Selon un sondage IFOP d’octobre 2018, 85% des Français se disent inquiets face au réchauffement climatique. Pourtant, le 2 mars dernier, Greenpeace s’est vu refuser l’affichage de sa campagne « Stop au blabla des politiques » dans les couloirs du métro parisien. Comment expliquer des discours politiques verdissants et une inaction politique à la hauteur des enjeux climatiques ?
Tous les candidats politiques ont un petit onglet « écologie » sur leur site officiel de campagne, comme une sorte de « to do list » écologique. André Estevez, physicien et membre de l’Atelier d’écologie politique francilien -réunissant des universitaires, chercheurs, étudiants de toutes les disciplines scientifiques étant inquiets et soucieux d’agir contre les crise climatique et environnementale-, voit cela «plutôt d’un bon œil » même s’il avoue qu’« en regardant les programmes on voit un peu de greenwashing qui s’inscrit dans tous les partis politiques. »

*CONSIGNE ÉCRITE 1:*
Traduisez en anglais cette phrase du texte sur l'écologie et la politique : « Selon un sondage IFOP d’octobre 2018, 85% des Français se disent inquiets face au réchauffement climatique. »
*CONSIGNE ÉCRITE 2:*
Donnez la suite du texte sur l'écologie et la politique, à partir de sa dernière phrase.

*DONNÉES BRUTES:*
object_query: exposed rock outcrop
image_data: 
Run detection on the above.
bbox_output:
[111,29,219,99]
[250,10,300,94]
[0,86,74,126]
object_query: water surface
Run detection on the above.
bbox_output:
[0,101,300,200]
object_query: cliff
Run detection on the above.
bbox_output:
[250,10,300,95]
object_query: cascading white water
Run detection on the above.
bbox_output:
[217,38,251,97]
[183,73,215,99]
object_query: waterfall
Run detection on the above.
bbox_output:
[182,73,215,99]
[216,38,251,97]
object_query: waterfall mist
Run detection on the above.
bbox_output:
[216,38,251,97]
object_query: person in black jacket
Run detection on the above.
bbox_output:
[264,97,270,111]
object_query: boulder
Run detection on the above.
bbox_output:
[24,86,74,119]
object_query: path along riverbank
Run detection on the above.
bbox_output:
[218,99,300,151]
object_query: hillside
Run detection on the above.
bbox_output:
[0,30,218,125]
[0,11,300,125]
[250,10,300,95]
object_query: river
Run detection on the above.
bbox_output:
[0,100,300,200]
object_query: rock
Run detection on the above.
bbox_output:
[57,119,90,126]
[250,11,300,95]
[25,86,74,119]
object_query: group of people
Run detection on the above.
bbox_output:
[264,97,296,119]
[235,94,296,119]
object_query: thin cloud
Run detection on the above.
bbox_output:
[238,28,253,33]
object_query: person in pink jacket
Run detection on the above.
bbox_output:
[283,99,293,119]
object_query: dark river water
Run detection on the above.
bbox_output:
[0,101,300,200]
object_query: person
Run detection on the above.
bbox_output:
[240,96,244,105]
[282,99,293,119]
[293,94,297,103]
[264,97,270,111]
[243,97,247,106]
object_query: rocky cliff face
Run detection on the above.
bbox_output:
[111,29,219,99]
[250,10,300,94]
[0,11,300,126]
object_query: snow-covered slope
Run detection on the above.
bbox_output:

*CORRIGÉ 1:*
According to an IFOP poll from October 2018, 85% of French people say they are worried about global warming.

*CORRIGÉ 2:*
Le discours écologique séduit de plus en plus l’électorat, qu’il soit de droite ou de gauche. Les politiques l’ont bien compris et comptent bien couvrir leurs propositions d’un verni vert. Pour Mei Xin Tambay, membre de la Fondation de l’écologie politique de Paris -considérée d’utilité publique où l’idée est de promouvoir les idées écologiques dans l’espace publique- , « il paraît évident que beaucoup de candidats affichent l’écologie comme priorité mais qu’il n’y ait pas toujours le fond qui correspond à cet affichage, il y a une dose de greenwashing. »
L’écologie politique, des débuts difficiles
En regardant en arrière, en 2001, Olivia Hicks (EELV), première adjointe dans le IIème arrondissement et chargée des affaires scolaires, explique que lorsque le maire appartenant à Europe Écologie les Verts avait voulu introduire le bio dans les écoles, il était confronté à un comité d’opposition, regroupant des élus de droite mais également de gauche, qui considéraient que « le bio était dangereux pour la santé étant donné que les aliments n’étaient pas traités. »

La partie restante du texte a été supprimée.